- _Input for this task_
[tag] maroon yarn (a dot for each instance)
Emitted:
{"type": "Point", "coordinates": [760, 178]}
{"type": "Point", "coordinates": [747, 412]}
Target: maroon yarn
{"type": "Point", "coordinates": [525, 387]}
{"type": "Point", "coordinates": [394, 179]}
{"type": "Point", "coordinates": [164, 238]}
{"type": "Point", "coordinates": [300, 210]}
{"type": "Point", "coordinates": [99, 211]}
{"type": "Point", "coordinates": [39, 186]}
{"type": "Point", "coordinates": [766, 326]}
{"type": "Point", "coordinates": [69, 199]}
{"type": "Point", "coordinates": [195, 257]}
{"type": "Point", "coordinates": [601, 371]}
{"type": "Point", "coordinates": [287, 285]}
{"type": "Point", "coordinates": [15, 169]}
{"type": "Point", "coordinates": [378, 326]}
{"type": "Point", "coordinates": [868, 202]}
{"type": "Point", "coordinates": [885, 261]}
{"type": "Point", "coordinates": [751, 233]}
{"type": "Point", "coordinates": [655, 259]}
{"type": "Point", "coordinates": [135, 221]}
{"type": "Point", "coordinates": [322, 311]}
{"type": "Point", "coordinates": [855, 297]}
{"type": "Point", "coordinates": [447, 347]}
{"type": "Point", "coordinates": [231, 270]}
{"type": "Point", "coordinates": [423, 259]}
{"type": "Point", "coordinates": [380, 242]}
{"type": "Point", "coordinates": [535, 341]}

- _Aim of the exercise_
Output the data in full, please, exactly as written.

- _Task solution_
[tag] maroon yarn (a dot for each instance)
Emitted:
{"type": "Point", "coordinates": [760, 178]}
{"type": "Point", "coordinates": [747, 412]}
Target: maroon yarn
{"type": "Point", "coordinates": [525, 387]}
{"type": "Point", "coordinates": [394, 179]}
{"type": "Point", "coordinates": [164, 238]}
{"type": "Point", "coordinates": [300, 210]}
{"type": "Point", "coordinates": [99, 211]}
{"type": "Point", "coordinates": [39, 186]}
{"type": "Point", "coordinates": [766, 326]}
{"type": "Point", "coordinates": [69, 199]}
{"type": "Point", "coordinates": [195, 257]}
{"type": "Point", "coordinates": [601, 371]}
{"type": "Point", "coordinates": [287, 285]}
{"type": "Point", "coordinates": [15, 169]}
{"type": "Point", "coordinates": [378, 326]}
{"type": "Point", "coordinates": [868, 202]}
{"type": "Point", "coordinates": [885, 261]}
{"type": "Point", "coordinates": [751, 233]}
{"type": "Point", "coordinates": [655, 259]}
{"type": "Point", "coordinates": [135, 221]}
{"type": "Point", "coordinates": [322, 311]}
{"type": "Point", "coordinates": [855, 297]}
{"type": "Point", "coordinates": [447, 347]}
{"type": "Point", "coordinates": [231, 270]}
{"type": "Point", "coordinates": [423, 259]}
{"type": "Point", "coordinates": [380, 242]}
{"type": "Point", "coordinates": [535, 341]}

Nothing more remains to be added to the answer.